Leave out pictures; repeat exactly the lines from the "Pin the green hillside" line through the last of the data below.

# # # # #

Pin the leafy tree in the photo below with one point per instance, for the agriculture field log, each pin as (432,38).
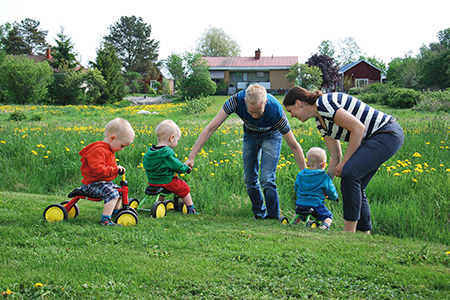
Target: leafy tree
(110,67)
(191,74)
(327,48)
(329,69)
(215,42)
(63,53)
(349,51)
(23,81)
(130,36)
(305,76)
(26,38)
(403,72)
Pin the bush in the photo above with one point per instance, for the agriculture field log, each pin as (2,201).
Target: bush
(17,116)
(195,106)
(434,101)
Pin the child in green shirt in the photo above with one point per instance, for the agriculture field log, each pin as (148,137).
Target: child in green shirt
(161,164)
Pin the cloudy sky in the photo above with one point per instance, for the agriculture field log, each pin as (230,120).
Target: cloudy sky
(385,29)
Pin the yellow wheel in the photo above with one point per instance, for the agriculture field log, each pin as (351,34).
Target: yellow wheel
(55,213)
(74,211)
(134,203)
(283,220)
(127,218)
(158,209)
(169,205)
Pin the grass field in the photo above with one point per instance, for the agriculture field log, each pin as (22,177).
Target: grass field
(222,253)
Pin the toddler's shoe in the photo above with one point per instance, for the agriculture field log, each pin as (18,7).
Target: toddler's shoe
(109,222)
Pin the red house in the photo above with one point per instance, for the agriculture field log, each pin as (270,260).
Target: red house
(358,74)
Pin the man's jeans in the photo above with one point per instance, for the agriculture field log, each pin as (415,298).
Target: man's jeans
(264,147)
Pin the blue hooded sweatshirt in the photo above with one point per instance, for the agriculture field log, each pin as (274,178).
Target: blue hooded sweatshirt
(310,186)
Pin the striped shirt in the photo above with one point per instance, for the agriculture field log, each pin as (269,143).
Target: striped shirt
(274,117)
(328,104)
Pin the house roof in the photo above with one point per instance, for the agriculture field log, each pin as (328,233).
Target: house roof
(247,63)
(347,67)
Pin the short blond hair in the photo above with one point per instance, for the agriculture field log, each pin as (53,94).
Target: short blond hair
(166,128)
(121,128)
(255,94)
(316,157)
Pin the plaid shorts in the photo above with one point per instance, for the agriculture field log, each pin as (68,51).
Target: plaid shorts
(105,190)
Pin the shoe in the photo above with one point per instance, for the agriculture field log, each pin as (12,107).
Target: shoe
(324,227)
(109,222)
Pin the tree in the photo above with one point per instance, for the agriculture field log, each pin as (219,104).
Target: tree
(130,36)
(63,53)
(349,51)
(26,38)
(305,76)
(191,74)
(215,42)
(23,81)
(110,67)
(329,69)
(327,48)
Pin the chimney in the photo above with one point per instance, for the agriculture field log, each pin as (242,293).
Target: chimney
(48,53)
(258,54)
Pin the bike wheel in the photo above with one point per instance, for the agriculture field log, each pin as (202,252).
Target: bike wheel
(127,218)
(55,213)
(158,209)
(73,212)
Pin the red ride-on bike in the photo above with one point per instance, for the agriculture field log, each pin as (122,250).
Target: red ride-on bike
(126,216)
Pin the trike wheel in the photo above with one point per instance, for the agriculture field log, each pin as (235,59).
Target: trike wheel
(169,204)
(127,218)
(55,213)
(283,220)
(158,209)
(134,203)
(74,211)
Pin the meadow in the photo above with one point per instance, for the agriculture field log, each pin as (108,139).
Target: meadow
(223,252)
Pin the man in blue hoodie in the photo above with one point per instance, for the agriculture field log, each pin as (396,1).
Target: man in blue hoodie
(313,184)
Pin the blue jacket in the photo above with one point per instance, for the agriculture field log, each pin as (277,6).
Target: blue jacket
(311,185)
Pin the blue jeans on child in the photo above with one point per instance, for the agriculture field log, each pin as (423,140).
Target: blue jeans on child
(360,168)
(264,147)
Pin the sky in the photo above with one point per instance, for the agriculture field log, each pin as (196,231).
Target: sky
(385,29)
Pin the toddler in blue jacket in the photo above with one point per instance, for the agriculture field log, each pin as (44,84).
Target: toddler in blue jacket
(313,184)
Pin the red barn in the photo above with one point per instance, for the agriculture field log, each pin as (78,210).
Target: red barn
(358,74)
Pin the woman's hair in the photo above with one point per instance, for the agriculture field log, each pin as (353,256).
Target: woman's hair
(121,128)
(299,93)
(166,128)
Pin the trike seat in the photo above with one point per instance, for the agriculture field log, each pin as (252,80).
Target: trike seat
(155,190)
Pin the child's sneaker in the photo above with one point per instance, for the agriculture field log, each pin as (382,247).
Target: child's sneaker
(109,222)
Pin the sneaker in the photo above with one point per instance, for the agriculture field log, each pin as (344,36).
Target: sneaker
(109,222)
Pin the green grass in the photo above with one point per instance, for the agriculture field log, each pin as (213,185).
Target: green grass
(222,253)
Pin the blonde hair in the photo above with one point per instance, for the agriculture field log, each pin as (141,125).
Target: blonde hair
(255,94)
(316,157)
(166,128)
(121,128)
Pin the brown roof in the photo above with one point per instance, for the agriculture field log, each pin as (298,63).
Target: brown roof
(268,62)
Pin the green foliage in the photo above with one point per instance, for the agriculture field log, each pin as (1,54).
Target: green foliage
(305,76)
(215,42)
(23,81)
(434,101)
(110,67)
(131,37)
(195,106)
(17,116)
(192,78)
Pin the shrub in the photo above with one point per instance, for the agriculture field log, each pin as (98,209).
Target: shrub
(434,101)
(17,116)
(195,106)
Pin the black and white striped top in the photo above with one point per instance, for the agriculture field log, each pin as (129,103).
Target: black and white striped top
(328,104)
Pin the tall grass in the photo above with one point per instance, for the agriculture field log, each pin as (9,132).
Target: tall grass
(408,196)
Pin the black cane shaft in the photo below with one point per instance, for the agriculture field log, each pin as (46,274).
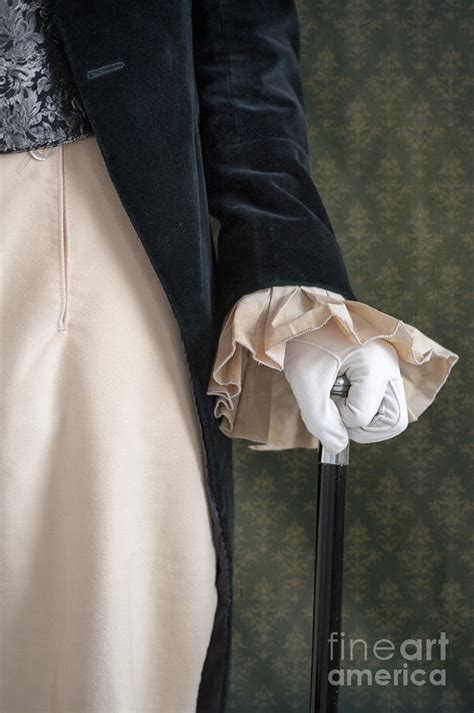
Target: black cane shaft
(328,572)
(328,586)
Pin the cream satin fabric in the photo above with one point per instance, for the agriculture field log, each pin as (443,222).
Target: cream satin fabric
(107,568)
(253,398)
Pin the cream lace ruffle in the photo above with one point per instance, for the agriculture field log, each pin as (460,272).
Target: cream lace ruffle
(253,399)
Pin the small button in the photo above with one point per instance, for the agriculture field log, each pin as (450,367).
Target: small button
(42,153)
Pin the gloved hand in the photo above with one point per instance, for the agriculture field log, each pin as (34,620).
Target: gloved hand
(375,408)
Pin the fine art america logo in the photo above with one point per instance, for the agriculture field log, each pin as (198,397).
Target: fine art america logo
(413,658)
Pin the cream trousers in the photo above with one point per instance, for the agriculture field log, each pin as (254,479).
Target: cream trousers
(107,592)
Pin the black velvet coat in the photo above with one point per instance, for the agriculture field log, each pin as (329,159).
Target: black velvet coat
(197,107)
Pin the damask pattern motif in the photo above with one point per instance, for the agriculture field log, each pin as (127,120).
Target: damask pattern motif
(389,102)
(39,102)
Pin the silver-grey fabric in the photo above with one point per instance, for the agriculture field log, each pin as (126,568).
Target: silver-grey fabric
(39,101)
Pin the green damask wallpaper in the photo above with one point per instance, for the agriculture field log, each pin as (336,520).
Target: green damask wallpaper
(389,98)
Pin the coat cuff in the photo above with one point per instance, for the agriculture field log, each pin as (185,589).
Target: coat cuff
(253,398)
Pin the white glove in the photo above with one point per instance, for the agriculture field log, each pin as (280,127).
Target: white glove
(375,408)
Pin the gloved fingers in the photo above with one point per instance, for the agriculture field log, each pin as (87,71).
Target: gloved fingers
(391,417)
(365,395)
(311,382)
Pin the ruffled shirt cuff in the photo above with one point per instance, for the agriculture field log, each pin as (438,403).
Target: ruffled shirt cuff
(254,401)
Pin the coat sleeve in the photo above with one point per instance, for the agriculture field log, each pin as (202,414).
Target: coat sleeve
(274,229)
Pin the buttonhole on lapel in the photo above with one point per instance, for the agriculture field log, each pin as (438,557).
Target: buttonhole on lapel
(105,69)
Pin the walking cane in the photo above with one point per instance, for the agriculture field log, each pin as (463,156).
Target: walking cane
(327,603)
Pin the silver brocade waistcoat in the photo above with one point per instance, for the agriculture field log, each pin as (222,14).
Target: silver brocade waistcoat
(39,101)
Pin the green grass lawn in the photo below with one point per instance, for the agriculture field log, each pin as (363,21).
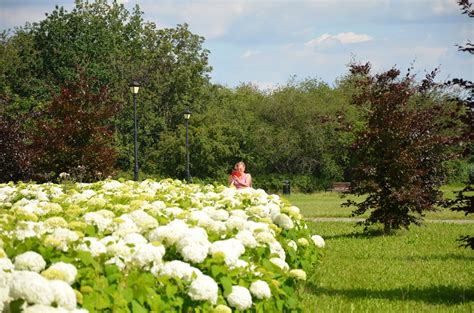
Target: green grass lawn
(420,270)
(328,204)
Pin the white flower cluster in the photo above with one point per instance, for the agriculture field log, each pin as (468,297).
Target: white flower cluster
(48,291)
(135,225)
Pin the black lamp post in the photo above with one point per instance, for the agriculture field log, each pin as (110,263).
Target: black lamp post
(187,115)
(134,87)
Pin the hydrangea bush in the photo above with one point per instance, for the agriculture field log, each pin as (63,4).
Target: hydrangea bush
(125,246)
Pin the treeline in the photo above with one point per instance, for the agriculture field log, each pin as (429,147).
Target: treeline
(66,107)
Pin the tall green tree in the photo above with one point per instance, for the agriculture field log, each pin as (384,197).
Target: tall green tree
(104,41)
(411,129)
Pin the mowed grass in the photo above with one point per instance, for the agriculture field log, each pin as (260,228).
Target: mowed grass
(420,270)
(328,204)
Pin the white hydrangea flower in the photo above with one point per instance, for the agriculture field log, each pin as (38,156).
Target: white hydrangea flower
(124,226)
(112,185)
(95,218)
(28,229)
(158,204)
(6,193)
(30,286)
(30,261)
(259,210)
(170,233)
(265,237)
(280,263)
(247,238)
(144,254)
(298,274)
(63,294)
(260,289)
(256,226)
(92,245)
(318,241)
(55,221)
(28,207)
(40,308)
(240,298)
(283,221)
(235,222)
(204,288)
(117,261)
(133,239)
(222,308)
(239,213)
(173,211)
(220,215)
(4,295)
(239,264)
(60,238)
(276,248)
(231,248)
(61,271)
(144,220)
(83,196)
(179,269)
(293,245)
(303,242)
(6,265)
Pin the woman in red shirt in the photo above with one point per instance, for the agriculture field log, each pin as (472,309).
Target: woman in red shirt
(238,178)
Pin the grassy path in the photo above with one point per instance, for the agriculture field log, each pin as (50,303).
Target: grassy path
(358,219)
(421,270)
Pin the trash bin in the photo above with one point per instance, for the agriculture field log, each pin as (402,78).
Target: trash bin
(286,187)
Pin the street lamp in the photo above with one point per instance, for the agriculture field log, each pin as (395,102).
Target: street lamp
(134,87)
(187,115)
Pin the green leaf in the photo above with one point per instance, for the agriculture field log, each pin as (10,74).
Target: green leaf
(227,284)
(138,308)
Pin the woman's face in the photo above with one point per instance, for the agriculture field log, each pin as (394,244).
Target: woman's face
(241,168)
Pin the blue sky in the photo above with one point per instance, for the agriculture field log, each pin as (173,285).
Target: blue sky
(267,42)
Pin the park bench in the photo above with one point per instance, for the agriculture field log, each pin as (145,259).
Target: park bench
(340,187)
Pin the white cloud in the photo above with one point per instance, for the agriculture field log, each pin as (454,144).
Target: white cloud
(211,19)
(265,86)
(343,38)
(250,53)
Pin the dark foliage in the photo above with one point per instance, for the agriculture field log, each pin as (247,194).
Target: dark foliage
(73,134)
(14,156)
(398,157)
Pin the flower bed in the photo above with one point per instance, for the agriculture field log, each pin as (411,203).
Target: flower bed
(123,246)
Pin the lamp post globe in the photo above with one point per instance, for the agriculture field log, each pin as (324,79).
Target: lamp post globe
(134,88)
(187,116)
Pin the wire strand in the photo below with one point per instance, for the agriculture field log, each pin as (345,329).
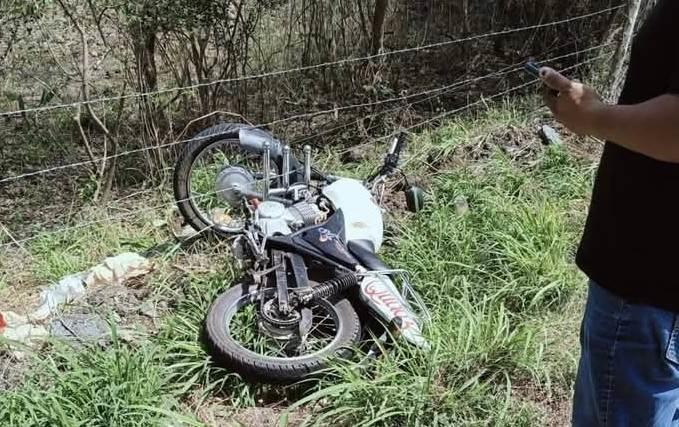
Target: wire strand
(315,66)
(438,91)
(174,202)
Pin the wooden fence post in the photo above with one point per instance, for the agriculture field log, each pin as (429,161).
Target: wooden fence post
(616,77)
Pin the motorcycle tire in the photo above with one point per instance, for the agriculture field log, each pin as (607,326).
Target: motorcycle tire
(229,353)
(224,132)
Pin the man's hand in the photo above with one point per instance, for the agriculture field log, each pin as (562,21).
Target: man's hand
(573,104)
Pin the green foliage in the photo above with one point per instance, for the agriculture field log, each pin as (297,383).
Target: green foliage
(120,386)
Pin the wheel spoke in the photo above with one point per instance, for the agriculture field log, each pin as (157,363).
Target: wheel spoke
(249,330)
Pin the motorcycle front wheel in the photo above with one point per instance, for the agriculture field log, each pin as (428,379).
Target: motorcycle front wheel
(209,169)
(241,338)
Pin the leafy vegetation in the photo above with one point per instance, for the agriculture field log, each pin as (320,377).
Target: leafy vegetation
(491,255)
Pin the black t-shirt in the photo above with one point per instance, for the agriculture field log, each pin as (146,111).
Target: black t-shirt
(631,240)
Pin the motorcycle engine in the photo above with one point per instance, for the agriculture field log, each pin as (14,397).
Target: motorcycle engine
(274,218)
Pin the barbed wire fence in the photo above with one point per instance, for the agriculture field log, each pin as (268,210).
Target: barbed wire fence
(408,101)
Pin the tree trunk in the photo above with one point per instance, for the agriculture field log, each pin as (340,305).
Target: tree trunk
(616,78)
(378,25)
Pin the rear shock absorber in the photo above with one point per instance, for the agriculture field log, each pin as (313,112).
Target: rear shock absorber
(330,288)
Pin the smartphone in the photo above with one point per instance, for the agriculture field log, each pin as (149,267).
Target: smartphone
(533,68)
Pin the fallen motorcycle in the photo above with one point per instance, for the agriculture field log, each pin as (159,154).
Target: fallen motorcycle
(309,242)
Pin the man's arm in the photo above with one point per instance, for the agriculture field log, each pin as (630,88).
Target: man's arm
(650,128)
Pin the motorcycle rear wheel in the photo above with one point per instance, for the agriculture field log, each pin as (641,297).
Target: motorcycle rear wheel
(227,348)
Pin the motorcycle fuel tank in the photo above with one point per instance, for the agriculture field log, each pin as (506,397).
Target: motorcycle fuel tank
(362,216)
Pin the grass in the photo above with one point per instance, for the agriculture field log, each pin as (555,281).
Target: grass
(498,278)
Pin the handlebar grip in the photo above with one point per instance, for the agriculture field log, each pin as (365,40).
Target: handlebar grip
(401,141)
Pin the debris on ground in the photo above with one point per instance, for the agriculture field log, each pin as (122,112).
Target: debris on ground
(80,327)
(461,205)
(549,135)
(110,274)
(17,328)
(66,291)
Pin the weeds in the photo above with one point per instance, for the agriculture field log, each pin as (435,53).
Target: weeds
(498,278)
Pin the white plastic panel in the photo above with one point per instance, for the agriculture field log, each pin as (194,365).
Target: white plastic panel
(362,216)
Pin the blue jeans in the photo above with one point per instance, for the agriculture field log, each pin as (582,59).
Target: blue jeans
(629,364)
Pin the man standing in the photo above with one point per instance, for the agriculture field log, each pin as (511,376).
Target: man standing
(628,373)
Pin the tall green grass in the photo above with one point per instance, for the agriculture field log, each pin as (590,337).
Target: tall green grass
(490,276)
(499,281)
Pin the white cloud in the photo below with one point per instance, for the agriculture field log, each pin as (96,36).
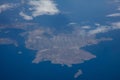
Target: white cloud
(26,17)
(43,7)
(6,6)
(114,15)
(116,25)
(101,29)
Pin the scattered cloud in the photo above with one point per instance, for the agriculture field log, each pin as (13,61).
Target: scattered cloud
(103,29)
(25,16)
(116,25)
(6,6)
(114,15)
(43,7)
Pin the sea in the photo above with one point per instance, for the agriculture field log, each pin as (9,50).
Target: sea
(106,65)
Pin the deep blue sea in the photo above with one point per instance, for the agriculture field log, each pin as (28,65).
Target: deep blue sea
(14,66)
(106,66)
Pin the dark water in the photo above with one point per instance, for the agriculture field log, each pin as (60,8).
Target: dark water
(106,66)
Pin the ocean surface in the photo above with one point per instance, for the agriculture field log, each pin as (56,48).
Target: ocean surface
(105,66)
(14,66)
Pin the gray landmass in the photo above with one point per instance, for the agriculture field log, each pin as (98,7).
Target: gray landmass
(6,41)
(62,48)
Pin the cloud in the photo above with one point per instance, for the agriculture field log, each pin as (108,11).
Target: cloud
(43,7)
(6,6)
(25,16)
(116,25)
(103,29)
(114,15)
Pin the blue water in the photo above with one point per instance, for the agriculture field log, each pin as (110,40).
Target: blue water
(19,67)
(106,66)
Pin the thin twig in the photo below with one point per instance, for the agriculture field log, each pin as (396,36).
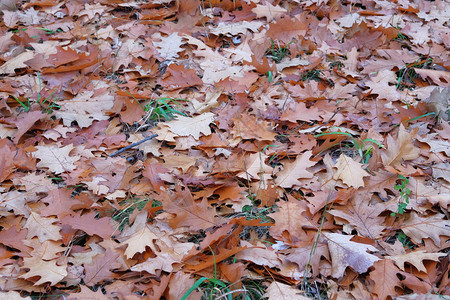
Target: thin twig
(231,292)
(132,145)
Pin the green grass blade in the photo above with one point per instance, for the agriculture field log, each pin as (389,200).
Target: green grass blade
(334,133)
(193,287)
(375,142)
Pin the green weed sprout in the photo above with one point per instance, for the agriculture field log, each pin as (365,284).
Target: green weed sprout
(160,109)
(404,194)
(365,154)
(50,104)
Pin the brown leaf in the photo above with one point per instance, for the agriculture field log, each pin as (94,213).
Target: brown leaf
(418,228)
(48,271)
(100,268)
(415,258)
(288,222)
(345,253)
(350,172)
(42,228)
(292,171)
(385,278)
(90,224)
(401,148)
(281,291)
(285,29)
(363,215)
(188,213)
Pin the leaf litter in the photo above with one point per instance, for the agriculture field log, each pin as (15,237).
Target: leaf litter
(286,137)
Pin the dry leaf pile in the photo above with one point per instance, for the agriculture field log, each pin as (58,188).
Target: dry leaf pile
(308,154)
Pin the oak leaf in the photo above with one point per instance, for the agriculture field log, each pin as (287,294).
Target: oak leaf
(101,266)
(350,172)
(185,126)
(292,171)
(281,291)
(288,222)
(87,106)
(401,148)
(268,11)
(42,228)
(169,47)
(139,240)
(196,216)
(363,215)
(90,224)
(418,228)
(56,158)
(415,258)
(48,271)
(385,278)
(285,29)
(302,256)
(345,253)
(163,262)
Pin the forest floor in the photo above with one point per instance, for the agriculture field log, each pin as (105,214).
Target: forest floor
(289,149)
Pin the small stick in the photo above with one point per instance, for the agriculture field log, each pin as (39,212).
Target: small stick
(132,145)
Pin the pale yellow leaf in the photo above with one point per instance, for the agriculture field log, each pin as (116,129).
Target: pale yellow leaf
(401,148)
(415,258)
(281,291)
(350,172)
(42,228)
(48,271)
(56,158)
(345,253)
(185,126)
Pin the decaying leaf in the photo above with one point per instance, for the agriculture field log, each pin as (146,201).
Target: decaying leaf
(345,253)
(350,171)
(401,148)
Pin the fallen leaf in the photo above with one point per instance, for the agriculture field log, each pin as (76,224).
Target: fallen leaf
(350,172)
(42,227)
(418,228)
(281,291)
(401,148)
(292,171)
(415,258)
(385,277)
(185,126)
(345,253)
(48,271)
(56,158)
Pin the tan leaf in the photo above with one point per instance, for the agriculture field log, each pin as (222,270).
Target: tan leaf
(415,258)
(260,256)
(56,158)
(345,253)
(169,46)
(162,262)
(16,62)
(185,126)
(288,222)
(42,228)
(363,215)
(292,171)
(350,171)
(441,78)
(268,11)
(235,28)
(48,271)
(281,291)
(418,228)
(385,278)
(401,148)
(87,106)
(141,239)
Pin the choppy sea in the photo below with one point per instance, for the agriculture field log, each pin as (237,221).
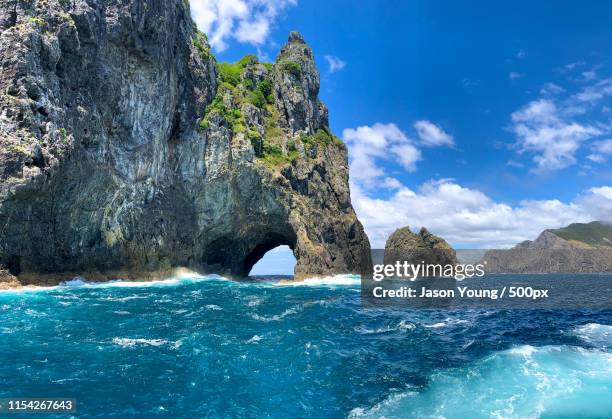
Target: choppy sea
(205,346)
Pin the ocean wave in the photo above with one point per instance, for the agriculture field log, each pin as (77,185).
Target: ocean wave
(255,339)
(595,334)
(130,342)
(446,323)
(180,279)
(327,281)
(275,317)
(522,382)
(403,325)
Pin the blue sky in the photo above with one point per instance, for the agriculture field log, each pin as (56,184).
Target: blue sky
(485,121)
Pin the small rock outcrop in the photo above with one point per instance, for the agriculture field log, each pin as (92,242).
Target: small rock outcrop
(577,248)
(127,150)
(404,245)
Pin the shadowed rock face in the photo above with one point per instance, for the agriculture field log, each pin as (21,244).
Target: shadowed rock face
(124,153)
(404,245)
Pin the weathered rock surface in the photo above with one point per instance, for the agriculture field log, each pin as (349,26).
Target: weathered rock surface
(124,153)
(578,248)
(404,245)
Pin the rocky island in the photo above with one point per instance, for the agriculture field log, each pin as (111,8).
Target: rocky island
(577,248)
(424,247)
(127,150)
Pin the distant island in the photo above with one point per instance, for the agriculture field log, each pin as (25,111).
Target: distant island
(577,248)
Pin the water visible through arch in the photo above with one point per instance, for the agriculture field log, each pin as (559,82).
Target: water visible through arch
(277,261)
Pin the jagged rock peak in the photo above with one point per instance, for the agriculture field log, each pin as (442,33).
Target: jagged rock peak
(296,91)
(295,36)
(404,245)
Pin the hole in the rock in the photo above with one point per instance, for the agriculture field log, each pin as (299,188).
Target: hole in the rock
(278,261)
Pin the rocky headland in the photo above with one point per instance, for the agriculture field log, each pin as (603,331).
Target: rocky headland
(577,248)
(416,248)
(127,150)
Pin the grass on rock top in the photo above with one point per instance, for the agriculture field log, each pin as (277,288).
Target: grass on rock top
(234,91)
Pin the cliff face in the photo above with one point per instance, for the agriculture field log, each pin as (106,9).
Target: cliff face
(404,245)
(585,249)
(125,149)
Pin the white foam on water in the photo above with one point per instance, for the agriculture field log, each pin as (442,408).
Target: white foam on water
(522,382)
(595,334)
(180,279)
(327,281)
(255,339)
(130,343)
(275,317)
(446,323)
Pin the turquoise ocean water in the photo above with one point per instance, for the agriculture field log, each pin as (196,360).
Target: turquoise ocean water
(207,347)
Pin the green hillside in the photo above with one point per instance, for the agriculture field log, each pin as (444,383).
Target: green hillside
(593,234)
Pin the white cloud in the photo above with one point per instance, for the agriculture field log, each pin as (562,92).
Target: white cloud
(369,145)
(335,63)
(595,92)
(540,127)
(469,218)
(550,89)
(432,135)
(589,75)
(597,158)
(604,146)
(247,21)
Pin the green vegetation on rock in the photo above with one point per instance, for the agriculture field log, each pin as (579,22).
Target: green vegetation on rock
(595,233)
(200,41)
(291,67)
(235,89)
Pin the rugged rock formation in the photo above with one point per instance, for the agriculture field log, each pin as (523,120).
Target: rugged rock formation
(576,248)
(404,245)
(127,150)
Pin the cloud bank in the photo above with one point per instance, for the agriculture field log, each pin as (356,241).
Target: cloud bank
(247,21)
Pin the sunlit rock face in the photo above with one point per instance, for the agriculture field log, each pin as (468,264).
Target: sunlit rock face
(127,150)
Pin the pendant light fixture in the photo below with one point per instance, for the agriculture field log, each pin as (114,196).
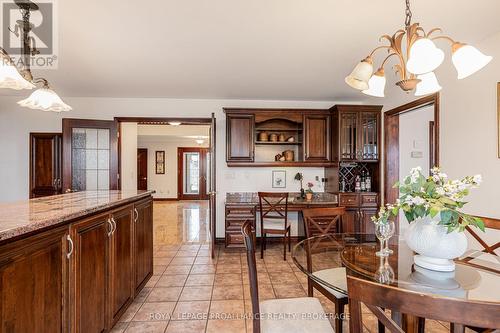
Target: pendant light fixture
(418,58)
(43,98)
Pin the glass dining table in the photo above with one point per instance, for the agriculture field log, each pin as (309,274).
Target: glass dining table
(475,280)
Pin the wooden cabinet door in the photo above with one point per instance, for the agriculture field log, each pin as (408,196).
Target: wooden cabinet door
(317,138)
(89,273)
(240,138)
(367,225)
(143,243)
(350,220)
(45,164)
(368,140)
(121,283)
(33,284)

# # # # #

Output of the task:
Pin the green hillside in the photo above with one point per instance, for the agriculture field log, each pin as (444,383).
Target: green hillside
(593,234)
Pin the white cloud in the photo above with one point per instance, for the agriculture field log, each pin as (562,92).
Target: white cloud
(369,145)
(335,63)
(595,92)
(540,127)
(469,218)
(550,89)
(432,135)
(589,75)
(597,158)
(604,146)
(247,21)
Pin the green vegetation on rock in the photo above with one point per instance, for the agriculture field log, each pin as (579,22).
Target: green vegetation on rock
(595,233)
(200,41)
(291,67)
(235,89)
Pin the rugged rock formation in the photo above with one point per instance, for the agriculture field log, each pin as (523,120).
Target: rugged rock formation
(576,248)
(404,245)
(127,150)
Pin the cloud bank in the photo above with one point per instance, for the agriculture field log, each pin as (356,241).
Target: cloud bank
(247,21)
Pin the sunlit rock face in the photo above with one point per instance, for the agriculture field log, each pin as (468,264).
Target: sunlit rock face
(127,150)
Pin the pendant light fixture in the photo below with one point per instance, for the agriculture field log, each pin as (114,196).
Target: pendant light fixture
(418,58)
(43,98)
Pin the glass dining table in the photo above with one point per instance, for the agriculture field log, each pin as (309,274).
Target: glass dining table
(475,280)
Pin the wooden cabinet door in the photo above with one point per instance, for the agriculture field log, each pin as (408,196).
Target: wooden cabinet door
(317,138)
(89,273)
(240,138)
(367,225)
(143,243)
(350,220)
(45,164)
(368,140)
(121,283)
(33,284)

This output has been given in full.